## begin

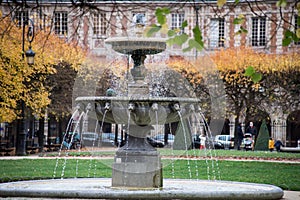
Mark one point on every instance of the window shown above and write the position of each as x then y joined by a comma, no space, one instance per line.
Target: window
100,24
20,17
177,20
217,33
258,31
61,23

## end

◆ What to produce ◆
Rewrite all the data above as a numbered list with one line per entry, skipping any blank lines and omitting the pictures.

◆ Answer to the exercise ◆
1. Mark one point on every instance of the window shown above and write the position of each as x then y joined by a comma, no space, one instance per line.
2. Target: window
3. 100,24
4. 20,17
5. 177,20
6. 217,33
7. 258,31
8. 61,23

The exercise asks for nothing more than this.